■ **Provided material**
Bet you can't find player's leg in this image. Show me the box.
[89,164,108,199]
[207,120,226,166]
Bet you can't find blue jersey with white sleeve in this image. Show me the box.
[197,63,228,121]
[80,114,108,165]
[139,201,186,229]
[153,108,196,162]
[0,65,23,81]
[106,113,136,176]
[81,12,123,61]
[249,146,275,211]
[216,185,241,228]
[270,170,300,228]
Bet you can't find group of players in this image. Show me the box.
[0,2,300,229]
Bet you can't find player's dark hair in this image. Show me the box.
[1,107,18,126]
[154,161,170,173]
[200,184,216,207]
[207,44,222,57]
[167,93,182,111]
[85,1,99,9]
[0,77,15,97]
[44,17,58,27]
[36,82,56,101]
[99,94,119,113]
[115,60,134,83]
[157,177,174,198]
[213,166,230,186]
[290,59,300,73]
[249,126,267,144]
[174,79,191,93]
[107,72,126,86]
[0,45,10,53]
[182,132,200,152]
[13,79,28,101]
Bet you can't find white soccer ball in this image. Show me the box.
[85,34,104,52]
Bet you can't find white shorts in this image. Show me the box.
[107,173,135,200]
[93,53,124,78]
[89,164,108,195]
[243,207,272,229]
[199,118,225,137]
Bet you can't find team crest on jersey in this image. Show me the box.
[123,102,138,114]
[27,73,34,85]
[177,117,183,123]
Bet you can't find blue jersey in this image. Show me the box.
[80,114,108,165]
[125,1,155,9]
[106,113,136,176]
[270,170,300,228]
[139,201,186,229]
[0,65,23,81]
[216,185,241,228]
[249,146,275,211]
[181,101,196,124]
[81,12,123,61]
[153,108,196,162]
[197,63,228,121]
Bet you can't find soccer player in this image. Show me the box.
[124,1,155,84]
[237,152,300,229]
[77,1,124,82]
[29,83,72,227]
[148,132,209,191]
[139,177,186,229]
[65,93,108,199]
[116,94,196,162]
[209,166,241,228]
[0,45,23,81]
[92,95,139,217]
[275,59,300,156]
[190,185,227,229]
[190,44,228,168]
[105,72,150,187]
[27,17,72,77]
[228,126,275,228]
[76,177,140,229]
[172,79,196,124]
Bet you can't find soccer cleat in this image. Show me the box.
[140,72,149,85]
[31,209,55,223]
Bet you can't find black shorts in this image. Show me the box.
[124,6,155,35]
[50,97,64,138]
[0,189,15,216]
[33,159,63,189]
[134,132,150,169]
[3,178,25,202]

■ **Brief**
Copy every one of the records above word for word, one per line.

■ **Task answer**
Bet you can't find player's leg in this image. Show me the box.
[89,164,108,199]
[207,120,226,166]
Bet you can't find blue jersey with white sleeve in this image. Show me the box.
[197,63,228,121]
[80,114,108,165]
[139,201,186,229]
[153,108,196,162]
[0,65,23,81]
[106,113,136,176]
[81,12,123,61]
[249,146,275,211]
[216,185,241,228]
[270,170,300,228]
Bet you can't find group of players in this image. Show me the box.
[0,2,300,229]
Bet you can't find player's dark hair in this image. Show me the box.
[1,107,18,126]
[154,161,170,173]
[200,184,216,207]
[207,44,222,57]
[167,93,182,111]
[85,1,99,9]
[0,77,15,97]
[44,17,58,27]
[36,82,56,101]
[99,94,119,113]
[115,60,134,83]
[157,177,174,198]
[213,166,230,186]
[290,59,300,73]
[249,126,267,144]
[174,79,191,93]
[107,72,126,86]
[0,45,10,53]
[182,132,200,152]
[13,79,28,101]
Bet you can't find white soccer ball in this image. Show me the box.
[85,34,104,52]
Bet you can't find white shorts in this image. Show me the box.
[107,173,135,200]
[93,53,124,78]
[89,164,108,195]
[243,207,272,229]
[199,118,225,137]
Bet you can't find team crest on jersey in this image. Show me the box.
[123,102,138,114]
[27,73,34,85]
[177,117,183,123]
Bet you can't find blue jersey in this image. Show me the box.
[80,114,108,165]
[125,1,155,9]
[106,113,136,176]
[270,170,300,228]
[139,201,186,229]
[0,65,23,81]
[216,185,241,228]
[249,146,275,211]
[181,101,196,124]
[81,12,123,61]
[153,108,196,162]
[197,63,228,121]
Bet you can't find soccer player in this image. Show me the box.
[124,1,155,84]
[237,152,300,229]
[77,1,124,82]
[29,83,72,227]
[148,132,209,191]
[139,177,186,229]
[65,93,108,199]
[116,94,196,162]
[209,166,241,228]
[0,45,23,81]
[92,95,139,217]
[275,59,300,156]
[190,185,227,229]
[190,44,228,168]
[105,72,150,187]
[27,17,72,77]
[228,126,275,228]
[76,177,140,229]
[172,79,196,124]
Bet you can't find soccer cleat in this image. Show me the box.
[140,72,149,85]
[31,209,55,223]
Bet you can't find black shorts in this image. Show me the box.
[124,6,155,35]
[50,97,64,138]
[0,189,15,216]
[33,159,63,189]
[134,132,150,169]
[3,178,25,202]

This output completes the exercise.